#### GIVEN INFORMATION

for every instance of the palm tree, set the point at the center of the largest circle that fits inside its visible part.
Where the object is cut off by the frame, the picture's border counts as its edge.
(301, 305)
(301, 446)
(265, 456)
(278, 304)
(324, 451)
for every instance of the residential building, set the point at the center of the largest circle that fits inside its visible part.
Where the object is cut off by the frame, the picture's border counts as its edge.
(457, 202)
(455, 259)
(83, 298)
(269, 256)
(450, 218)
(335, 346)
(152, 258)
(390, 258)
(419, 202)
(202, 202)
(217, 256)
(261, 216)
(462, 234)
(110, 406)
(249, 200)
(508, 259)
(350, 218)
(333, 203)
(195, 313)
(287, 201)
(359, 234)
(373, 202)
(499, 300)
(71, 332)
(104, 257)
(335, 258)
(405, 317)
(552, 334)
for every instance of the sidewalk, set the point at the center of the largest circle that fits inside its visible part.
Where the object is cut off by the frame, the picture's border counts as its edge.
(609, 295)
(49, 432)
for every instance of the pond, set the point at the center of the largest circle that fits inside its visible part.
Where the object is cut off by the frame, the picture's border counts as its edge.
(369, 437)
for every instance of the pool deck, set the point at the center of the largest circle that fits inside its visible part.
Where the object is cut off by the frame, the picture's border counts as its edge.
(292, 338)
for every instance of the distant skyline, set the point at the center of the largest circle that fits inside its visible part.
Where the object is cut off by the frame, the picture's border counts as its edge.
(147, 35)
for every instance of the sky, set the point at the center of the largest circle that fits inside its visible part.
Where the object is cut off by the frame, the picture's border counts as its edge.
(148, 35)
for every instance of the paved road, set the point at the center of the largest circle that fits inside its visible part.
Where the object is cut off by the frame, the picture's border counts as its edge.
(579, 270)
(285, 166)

#### WHAT YOU ARE ASKED TO DO
Can you output all the records above as a two-column CSV with the headers text and answer, one row per record, with each value in a single quoted field and line breaks replaced by spaces?

#### TASK SOLUTION
text,answer
"for every instance of the palm tree, set the point at the center of the largest circle that fits inside its visible part. Where the object is cut off by the frame, the picture's border counts as its edge.","(301, 305) (301, 446) (265, 456) (278, 304) (324, 451)"
"for every instance of the residential building, set the point at the center of the largest circle that fits inside its visible part. Where the object is cut off by the frame, the picture's border counts as its edge.","(457, 202) (455, 259) (83, 298) (269, 256) (450, 218) (335, 346) (152, 258) (390, 258) (419, 202) (202, 202) (217, 256) (261, 216) (462, 234) (110, 406) (249, 200) (508, 259) (350, 218) (333, 203) (195, 313) (287, 201) (359, 234) (373, 202) (499, 300) (71, 332) (104, 257) (335, 258) (405, 317) (552, 334)"
"for every instance of the sidewalk, set the point at the center of the largest circle that fits inside its visible part. Where the object is cut off by the frame, the picture's border counts as its edge.","(609, 295) (49, 432)"
"for every instance of the pond, set the point at the center of the largest circle that fits inside its visible part. Where the object is cut off by the frame, the picture's border counts as its edge.","(369, 437)"
"for every instance of the pool deck, set the point at the center of the largest circle that fits inside its visible part. Where the object is cut off by the frame, the picture's border counts as its edge.","(292, 338)"
"for every instance of the distant skyline, set the point at the center of the largest circle that fits inside its visible part. Where the object is cut off by the frame, the picture's border counts as its edge.","(147, 35)"
"for every instance of the sky, set the point at the center of the largest circle that fits inside its visible part. Where the object is cut off by the frame, the picture's border counts as its edge.","(148, 35)"
"for every instance of the paved road, set the point at the center of the largest circle that fits inside its visible part. Where the object is cut off by the frame, the picture's border counts as its edge.","(579, 270) (285, 166)"